= Beginning of Section =
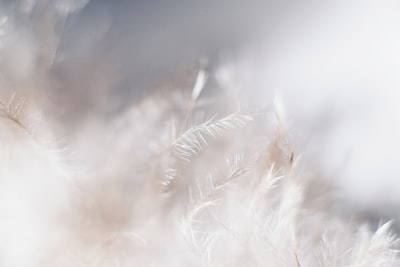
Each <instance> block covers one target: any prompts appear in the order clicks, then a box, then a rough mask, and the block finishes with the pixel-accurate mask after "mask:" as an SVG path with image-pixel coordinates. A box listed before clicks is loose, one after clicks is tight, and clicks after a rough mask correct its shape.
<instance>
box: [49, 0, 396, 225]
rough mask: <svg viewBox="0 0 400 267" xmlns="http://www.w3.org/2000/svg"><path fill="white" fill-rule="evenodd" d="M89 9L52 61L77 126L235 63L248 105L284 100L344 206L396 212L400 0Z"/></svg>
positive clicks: (61, 43)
= End of Section =
Problem description: All lines of the records above with the word "path" in them are to be copied.

Response to the exercise:
Each <instance> block covers one target: any prompts appear in the order clicks, then a box, then a rough mask, and the block finishes with the pixel-accurate mask after "mask:" as an SVG path with image-pixel coordinates. A box listed before clicks is loose, one after clicks is tight, and clicks after a rough mask correct its shape.
rough mask: <svg viewBox="0 0 400 267" xmlns="http://www.w3.org/2000/svg"><path fill="white" fill-rule="evenodd" d="M89 9L52 61L77 126L235 63L248 105L284 100L344 206L396 212L400 0Z"/></svg>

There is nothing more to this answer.